##### Input #####

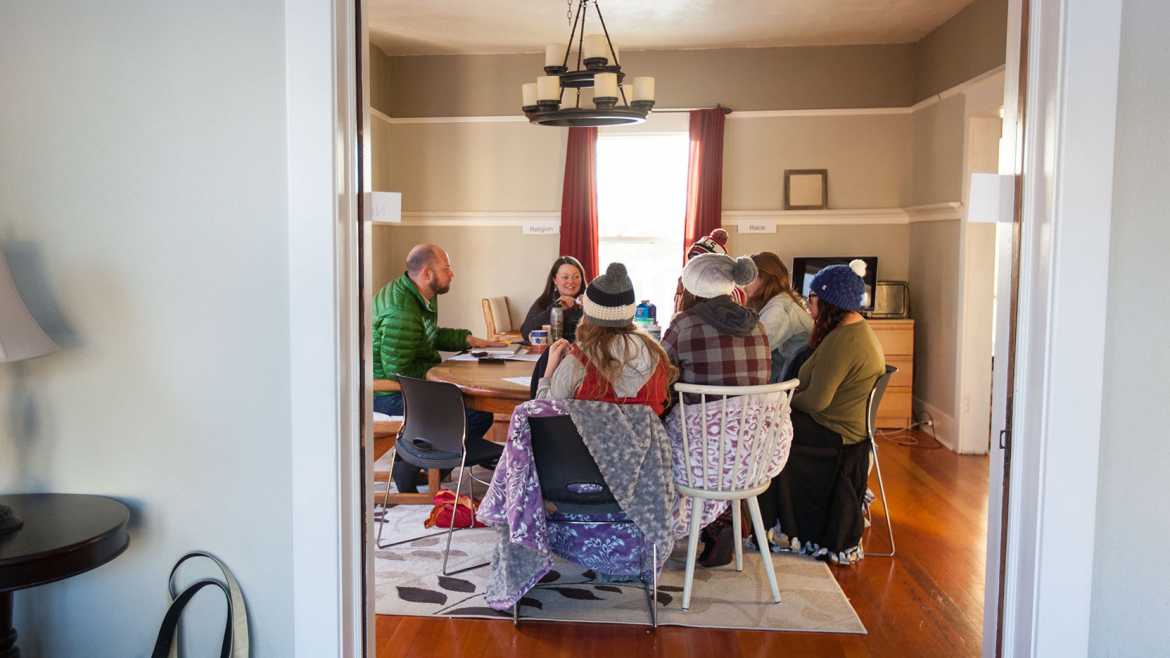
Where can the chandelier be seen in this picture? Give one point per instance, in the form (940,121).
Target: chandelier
(616,102)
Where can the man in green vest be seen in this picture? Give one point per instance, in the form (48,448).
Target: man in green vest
(407,340)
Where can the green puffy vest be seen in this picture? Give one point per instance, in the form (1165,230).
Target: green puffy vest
(406,333)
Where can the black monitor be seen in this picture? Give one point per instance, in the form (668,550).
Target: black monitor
(805,268)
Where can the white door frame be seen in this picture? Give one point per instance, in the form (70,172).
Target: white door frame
(1073,49)
(328,608)
(1067,164)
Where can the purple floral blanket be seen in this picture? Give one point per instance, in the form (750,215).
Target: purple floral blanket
(631,449)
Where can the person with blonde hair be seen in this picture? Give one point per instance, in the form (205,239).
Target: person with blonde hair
(612,360)
(782,312)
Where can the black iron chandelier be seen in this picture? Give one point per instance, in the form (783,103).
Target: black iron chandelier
(614,101)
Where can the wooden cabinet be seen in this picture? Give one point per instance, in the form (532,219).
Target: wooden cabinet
(896,338)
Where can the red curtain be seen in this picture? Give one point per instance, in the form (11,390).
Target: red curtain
(578,199)
(704,176)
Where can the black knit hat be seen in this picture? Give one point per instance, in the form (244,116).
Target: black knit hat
(610,299)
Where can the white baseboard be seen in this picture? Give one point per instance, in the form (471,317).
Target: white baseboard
(945,429)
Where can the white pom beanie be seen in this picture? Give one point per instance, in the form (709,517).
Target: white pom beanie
(711,275)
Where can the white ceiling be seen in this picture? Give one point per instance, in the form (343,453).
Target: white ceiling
(427,27)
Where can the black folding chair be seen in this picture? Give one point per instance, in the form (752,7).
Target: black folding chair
(875,395)
(434,436)
(571,480)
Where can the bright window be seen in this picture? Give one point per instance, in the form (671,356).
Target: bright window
(641,197)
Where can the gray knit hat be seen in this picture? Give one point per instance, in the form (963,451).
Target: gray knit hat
(713,275)
(610,297)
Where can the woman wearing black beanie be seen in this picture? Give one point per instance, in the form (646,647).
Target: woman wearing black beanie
(817,499)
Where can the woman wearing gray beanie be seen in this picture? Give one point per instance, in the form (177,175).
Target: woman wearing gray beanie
(817,499)
(714,341)
(612,360)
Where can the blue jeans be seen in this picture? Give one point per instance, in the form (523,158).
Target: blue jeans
(406,475)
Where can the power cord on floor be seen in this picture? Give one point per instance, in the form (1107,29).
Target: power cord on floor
(903,437)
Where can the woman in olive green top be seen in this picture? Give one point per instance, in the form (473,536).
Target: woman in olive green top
(817,499)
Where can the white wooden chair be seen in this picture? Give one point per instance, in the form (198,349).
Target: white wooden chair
(747,453)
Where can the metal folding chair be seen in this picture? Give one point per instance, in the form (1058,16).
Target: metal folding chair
(875,395)
(434,436)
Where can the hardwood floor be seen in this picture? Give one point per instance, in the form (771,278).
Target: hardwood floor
(927,601)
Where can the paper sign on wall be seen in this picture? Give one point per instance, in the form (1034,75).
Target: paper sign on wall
(542,228)
(757,227)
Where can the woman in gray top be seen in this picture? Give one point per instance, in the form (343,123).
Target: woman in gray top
(783,313)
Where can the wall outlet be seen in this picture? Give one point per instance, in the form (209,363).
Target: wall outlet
(757,227)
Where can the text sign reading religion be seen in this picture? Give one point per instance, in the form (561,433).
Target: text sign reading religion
(542,228)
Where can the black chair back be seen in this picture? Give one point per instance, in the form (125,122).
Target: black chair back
(875,395)
(569,477)
(435,419)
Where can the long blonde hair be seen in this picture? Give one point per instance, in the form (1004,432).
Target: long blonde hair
(606,347)
(775,280)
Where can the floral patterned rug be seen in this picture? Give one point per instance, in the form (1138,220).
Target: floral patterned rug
(407,582)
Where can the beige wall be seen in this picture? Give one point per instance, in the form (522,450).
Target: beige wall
(514,166)
(743,79)
(937,144)
(867,157)
(474,166)
(379,77)
(970,43)
(878,160)
(934,296)
(488,261)
(1130,600)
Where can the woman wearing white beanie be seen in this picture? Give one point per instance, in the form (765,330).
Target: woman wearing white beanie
(717,342)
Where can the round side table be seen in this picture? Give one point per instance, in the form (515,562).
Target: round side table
(63,535)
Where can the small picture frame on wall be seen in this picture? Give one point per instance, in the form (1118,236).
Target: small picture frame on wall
(805,189)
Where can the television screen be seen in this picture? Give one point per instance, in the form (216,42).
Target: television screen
(805,268)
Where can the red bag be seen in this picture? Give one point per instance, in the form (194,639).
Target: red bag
(446,507)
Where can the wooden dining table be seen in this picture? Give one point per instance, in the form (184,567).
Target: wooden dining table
(483,384)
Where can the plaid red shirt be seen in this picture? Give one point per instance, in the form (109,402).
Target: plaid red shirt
(706,356)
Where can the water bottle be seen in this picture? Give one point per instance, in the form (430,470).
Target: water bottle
(556,323)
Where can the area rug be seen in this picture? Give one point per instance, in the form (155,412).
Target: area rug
(407,582)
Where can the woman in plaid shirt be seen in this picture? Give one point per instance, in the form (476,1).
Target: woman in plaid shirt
(715,341)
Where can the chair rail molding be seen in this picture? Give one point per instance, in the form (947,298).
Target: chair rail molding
(740,219)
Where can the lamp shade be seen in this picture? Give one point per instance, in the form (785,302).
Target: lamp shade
(20,336)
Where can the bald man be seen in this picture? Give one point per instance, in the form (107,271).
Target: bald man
(407,340)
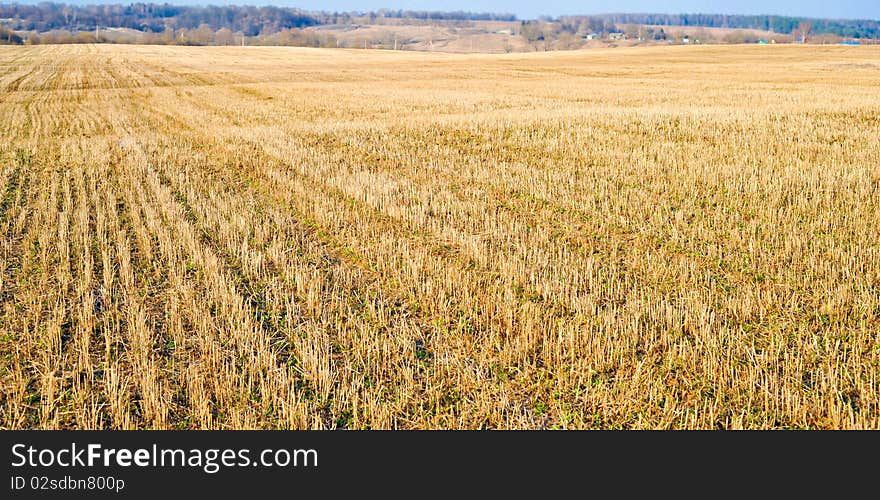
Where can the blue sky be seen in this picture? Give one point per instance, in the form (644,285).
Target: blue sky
(529,9)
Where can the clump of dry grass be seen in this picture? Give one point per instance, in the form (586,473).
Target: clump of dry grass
(680,237)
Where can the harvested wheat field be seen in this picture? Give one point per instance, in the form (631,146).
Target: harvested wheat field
(668,237)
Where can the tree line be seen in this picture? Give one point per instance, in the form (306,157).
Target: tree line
(850,28)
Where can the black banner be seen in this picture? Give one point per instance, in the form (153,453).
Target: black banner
(193,464)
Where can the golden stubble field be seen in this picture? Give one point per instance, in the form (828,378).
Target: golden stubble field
(672,237)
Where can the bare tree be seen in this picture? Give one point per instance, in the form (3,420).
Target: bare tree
(803,31)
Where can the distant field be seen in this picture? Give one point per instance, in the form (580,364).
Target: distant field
(666,237)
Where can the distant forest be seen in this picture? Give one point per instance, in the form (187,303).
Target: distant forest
(250,20)
(164,23)
(846,28)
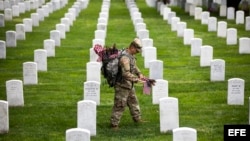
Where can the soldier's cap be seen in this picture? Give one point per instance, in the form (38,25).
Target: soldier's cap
(137,44)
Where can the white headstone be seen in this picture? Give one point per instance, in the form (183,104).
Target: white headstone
(196,44)
(27,24)
(222,29)
(46,10)
(142,34)
(169,114)
(35,19)
(247,24)
(137,20)
(27,5)
(184,134)
(30,75)
(240,17)
(49,46)
(86,116)
(180,28)
(235,92)
(212,24)
(1,5)
(188,35)
(156,69)
(61,28)
(93,71)
(11,39)
(217,70)
(8,14)
(102,26)
(14,91)
(102,20)
(77,134)
(191,9)
(40,12)
(206,55)
(223,11)
(91,91)
(20,32)
(70,17)
(2,21)
(204,17)
(2,50)
(140,26)
(40,57)
(66,22)
(232,36)
(15,11)
(197,13)
(150,54)
(170,16)
(230,13)
(4,117)
(244,45)
(159,90)
(55,35)
(100,34)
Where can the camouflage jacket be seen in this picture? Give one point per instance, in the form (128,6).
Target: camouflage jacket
(129,71)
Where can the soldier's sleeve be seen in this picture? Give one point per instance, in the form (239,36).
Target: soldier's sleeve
(125,67)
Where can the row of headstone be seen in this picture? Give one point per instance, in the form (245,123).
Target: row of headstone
(86,108)
(217,73)
(168,106)
(4,117)
(169,120)
(14,88)
(29,4)
(101,29)
(26,26)
(17,9)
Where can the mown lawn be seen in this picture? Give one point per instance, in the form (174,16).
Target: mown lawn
(51,105)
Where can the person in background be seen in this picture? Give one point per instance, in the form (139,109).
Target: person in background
(124,88)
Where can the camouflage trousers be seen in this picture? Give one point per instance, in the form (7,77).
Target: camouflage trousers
(124,97)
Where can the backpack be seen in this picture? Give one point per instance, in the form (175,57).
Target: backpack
(109,56)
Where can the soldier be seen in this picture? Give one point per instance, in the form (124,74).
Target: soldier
(124,88)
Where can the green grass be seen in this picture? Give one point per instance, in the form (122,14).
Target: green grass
(51,106)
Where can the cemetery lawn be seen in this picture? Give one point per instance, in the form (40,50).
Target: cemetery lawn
(51,106)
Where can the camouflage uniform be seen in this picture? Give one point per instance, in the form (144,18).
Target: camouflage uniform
(125,92)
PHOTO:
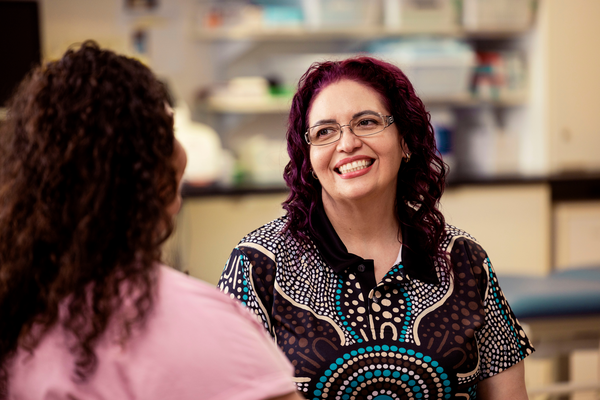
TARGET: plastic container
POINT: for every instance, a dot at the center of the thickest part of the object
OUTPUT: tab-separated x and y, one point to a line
436	68
497	14
324	14
418	14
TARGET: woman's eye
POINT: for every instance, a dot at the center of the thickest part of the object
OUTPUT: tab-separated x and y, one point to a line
367	122
326	131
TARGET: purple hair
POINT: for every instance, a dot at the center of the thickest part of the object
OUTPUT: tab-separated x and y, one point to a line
420	181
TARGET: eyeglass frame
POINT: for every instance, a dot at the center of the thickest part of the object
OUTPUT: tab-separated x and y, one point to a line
389	119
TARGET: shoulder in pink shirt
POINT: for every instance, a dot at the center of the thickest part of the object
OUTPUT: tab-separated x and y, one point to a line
197	344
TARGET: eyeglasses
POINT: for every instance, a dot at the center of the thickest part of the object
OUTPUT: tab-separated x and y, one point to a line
366	124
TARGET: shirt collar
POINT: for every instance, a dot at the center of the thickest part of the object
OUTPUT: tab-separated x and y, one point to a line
333	250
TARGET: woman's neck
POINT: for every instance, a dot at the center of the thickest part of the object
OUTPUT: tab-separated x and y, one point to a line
364	226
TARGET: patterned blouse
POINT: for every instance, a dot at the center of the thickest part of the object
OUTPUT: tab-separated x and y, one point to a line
419	333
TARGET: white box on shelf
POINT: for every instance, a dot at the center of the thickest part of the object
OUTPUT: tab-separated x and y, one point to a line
436	68
497	14
324	14
433	15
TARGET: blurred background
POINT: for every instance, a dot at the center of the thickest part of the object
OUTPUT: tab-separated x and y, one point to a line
512	87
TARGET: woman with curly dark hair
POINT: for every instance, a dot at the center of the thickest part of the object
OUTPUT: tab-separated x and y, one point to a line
362	283
89	177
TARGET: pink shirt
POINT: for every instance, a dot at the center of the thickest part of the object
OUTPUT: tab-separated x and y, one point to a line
198	344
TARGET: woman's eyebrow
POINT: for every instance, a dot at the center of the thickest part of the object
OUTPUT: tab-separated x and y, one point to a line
324	121
365	112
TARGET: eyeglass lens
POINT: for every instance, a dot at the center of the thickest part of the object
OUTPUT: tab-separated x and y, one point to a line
363	125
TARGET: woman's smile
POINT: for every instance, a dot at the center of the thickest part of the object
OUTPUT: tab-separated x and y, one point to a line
373	159
354	166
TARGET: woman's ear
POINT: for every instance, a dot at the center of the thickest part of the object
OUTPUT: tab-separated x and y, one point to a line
405	150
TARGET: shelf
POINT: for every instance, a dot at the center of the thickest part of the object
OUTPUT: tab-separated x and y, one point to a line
248	105
281	105
351	33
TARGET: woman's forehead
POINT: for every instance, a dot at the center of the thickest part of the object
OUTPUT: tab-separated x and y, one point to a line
343	99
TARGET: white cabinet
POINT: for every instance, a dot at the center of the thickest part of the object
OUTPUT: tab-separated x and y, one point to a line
572	57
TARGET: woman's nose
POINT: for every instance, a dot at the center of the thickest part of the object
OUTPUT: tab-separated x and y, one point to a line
349	141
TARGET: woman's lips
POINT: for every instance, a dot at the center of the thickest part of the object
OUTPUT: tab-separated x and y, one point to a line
354	166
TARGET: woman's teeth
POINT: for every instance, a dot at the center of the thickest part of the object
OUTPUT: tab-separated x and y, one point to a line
354	166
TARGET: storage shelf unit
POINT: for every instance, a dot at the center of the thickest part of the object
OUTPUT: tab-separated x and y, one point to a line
363	33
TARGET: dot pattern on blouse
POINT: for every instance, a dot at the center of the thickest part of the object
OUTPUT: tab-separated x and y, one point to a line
408	339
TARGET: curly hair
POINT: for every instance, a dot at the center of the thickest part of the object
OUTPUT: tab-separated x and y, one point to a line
420	182
86	174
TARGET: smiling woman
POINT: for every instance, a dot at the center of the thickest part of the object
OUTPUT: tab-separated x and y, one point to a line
362	284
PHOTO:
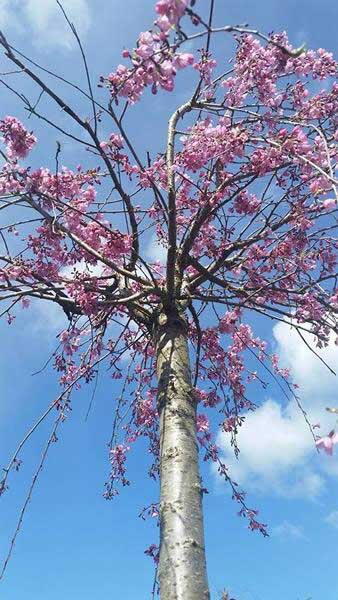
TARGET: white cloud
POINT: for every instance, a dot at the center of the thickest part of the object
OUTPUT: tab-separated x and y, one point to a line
277	453
332	519
288	530
45	20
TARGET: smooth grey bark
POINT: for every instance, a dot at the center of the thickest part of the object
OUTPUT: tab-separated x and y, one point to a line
182	565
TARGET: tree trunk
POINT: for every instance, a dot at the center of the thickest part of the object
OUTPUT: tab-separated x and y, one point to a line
182	564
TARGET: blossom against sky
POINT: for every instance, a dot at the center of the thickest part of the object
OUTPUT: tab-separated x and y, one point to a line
73	544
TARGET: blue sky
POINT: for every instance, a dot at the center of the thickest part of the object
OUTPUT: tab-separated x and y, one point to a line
74	544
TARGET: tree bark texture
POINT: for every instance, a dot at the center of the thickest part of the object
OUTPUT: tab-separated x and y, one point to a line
182	564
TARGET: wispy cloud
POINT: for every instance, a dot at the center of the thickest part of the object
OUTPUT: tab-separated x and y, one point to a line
277	454
45	20
288	530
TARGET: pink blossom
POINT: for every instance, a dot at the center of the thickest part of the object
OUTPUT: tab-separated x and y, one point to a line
327	442
17	139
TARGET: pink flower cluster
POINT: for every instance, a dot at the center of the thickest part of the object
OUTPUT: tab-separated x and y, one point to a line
18	140
327	442
153	62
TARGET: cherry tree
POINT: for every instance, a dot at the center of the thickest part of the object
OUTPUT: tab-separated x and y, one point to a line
242	198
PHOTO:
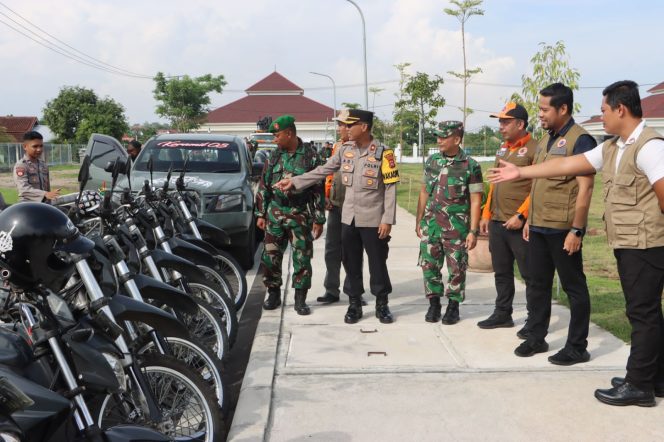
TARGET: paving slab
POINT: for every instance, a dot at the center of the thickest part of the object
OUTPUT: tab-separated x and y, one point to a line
316	378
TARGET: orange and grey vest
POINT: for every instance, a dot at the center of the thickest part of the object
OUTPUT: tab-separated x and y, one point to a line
553	200
633	217
507	197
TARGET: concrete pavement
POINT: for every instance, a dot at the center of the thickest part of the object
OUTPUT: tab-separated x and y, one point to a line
316	378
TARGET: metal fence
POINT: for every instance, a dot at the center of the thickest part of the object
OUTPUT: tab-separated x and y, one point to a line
54	153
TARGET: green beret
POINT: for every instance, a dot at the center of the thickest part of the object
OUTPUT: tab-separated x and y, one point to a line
447	128
281	123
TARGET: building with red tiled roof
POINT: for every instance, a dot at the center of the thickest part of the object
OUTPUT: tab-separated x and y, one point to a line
18	126
272	96
653	113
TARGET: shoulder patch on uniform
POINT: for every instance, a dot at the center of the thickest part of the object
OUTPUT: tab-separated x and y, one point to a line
389	169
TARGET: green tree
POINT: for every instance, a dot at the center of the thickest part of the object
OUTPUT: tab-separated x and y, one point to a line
183	100
421	94
106	117
64	113
464	10
401	111
550	65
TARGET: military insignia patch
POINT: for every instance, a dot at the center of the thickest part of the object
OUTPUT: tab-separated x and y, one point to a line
389	168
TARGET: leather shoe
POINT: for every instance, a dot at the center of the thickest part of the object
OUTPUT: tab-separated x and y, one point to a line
524	333
569	357
529	348
659	385
497	320
327	298
451	315
273	298
626	394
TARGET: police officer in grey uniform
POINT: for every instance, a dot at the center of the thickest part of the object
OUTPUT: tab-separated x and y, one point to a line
369	175
31	172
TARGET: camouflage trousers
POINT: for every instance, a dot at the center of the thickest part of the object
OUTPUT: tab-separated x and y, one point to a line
282	227
434	249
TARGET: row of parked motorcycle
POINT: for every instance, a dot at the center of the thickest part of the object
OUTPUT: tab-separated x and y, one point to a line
118	310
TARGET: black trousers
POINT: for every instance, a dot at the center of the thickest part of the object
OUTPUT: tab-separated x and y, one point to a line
355	240
546	255
642	280
333	251
506	246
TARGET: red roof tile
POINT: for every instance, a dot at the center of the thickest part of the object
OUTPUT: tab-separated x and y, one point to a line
17	126
274	82
254	107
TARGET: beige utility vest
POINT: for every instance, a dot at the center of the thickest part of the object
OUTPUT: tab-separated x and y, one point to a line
553	200
507	197
633	218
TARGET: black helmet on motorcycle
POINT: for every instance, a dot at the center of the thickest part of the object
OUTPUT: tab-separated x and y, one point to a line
34	239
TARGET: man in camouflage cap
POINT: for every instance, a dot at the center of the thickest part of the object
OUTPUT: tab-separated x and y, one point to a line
369	175
298	216
448	217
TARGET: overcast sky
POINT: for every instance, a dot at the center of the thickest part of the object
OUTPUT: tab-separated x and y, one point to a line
607	40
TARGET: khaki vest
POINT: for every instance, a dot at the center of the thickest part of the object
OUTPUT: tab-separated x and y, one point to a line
507	197
553	200
633	218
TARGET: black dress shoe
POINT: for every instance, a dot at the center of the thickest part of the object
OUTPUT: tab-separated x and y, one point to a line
569	357
626	394
524	333
327	298
529	348
497	320
659	385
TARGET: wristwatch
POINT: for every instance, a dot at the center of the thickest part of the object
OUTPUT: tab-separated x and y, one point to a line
578	232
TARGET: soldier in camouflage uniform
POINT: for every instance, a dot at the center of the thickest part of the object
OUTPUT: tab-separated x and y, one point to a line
448	216
294	216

#####

Every line from the line containing "TARGET: man in camouflage cap" to the last line of the material above must be repeated exactly, and no other line.

**Task result:**
TARGET: man in camouflage cap
POINT: for every instance, a dot at the center of the thickest part of the object
OUTPUT: tab-separated x and y, one point to a line
369	175
298	216
448	217
TARGET: overcast sky
POINT: for every instance, a dot at the center of the thickest part of the object
OUTPUT: tab-separated x and y, one point to a line
607	40
TARGET: khaki vest
POINT: for every instance, a dot at the center of the thickest part of the object
OUTPUT: tab-separated x and y, one point to a line
507	197
553	200
633	218
TARGET: black dress shoe
POINT: for every instance, a dot at the center of the thickest part of the object
OUTPUT: tab-separated x and y, one point to a line
569	357
626	394
524	333
327	298
529	348
497	320
659	385
TARGET: wristwatch
POINT: for every instance, a dot at the center of the thickest part of the object
OUTPUT: tab-separated x and y, one point to a line
578	232
TARGET: soldier in camouflage uniform
POINT: for every instance, a dot at the center of the thickest part of the object
OUTPUT: tab-separated x and y, one point to a line
448	216
294	216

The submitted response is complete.